### TASK INPUTS
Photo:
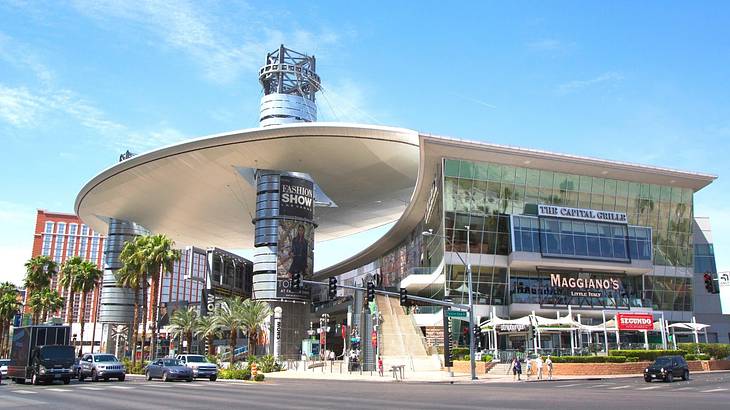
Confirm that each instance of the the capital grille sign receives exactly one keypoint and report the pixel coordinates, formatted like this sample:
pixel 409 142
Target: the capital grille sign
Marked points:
pixel 583 214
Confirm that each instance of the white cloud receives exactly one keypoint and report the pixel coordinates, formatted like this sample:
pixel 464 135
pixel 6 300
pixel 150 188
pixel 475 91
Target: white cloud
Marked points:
pixel 577 85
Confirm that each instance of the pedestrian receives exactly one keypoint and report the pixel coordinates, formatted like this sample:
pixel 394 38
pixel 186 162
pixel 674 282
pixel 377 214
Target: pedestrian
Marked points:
pixel 549 364
pixel 516 369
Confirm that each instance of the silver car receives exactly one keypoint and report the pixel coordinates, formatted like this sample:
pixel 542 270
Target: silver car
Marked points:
pixel 101 366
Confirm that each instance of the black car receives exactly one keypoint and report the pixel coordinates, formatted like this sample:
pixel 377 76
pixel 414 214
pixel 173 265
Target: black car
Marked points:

### WHAT TO DO
Swap "Marked points" for "Placed points" everywhere it occurs in the records above, then give all the records again with nothing else changed and the pictures left out.

### SOLUTION
Photo:
Confirm that each instance of the the capital grille sign receives exactly one keypoint and report the pixel coordinates, formatted like this sample:
pixel 409 142
Target: the capital grille sign
Placed points:
pixel 583 214
Confirm that each instance of the white cloud receives exactly one keypoint and report the pixel coordinates, formatted like this sample:
pixel 464 135
pixel 6 300
pixel 150 188
pixel 475 91
Target: white cloud
Placed points:
pixel 577 85
Confirm that each instance of the pedestrian receives exactly one keypoint and report the pixel coordinates, formatted like this sample:
pixel 394 38
pixel 186 162
pixel 674 282
pixel 377 214
Target: pedestrian
Placed points:
pixel 549 364
pixel 516 369
Confirm that each instance of the silver car receives exactly one keypoint and report the pixel coordinates, formatted like this sample:
pixel 542 270
Target: silver car
Placed points:
pixel 101 366
Confirm that each instance of the black car receives exactly one keypoint and report the pixel coordinates, formatted like this sample:
pixel 377 76
pixel 414 214
pixel 173 265
Target: black car
Placed points:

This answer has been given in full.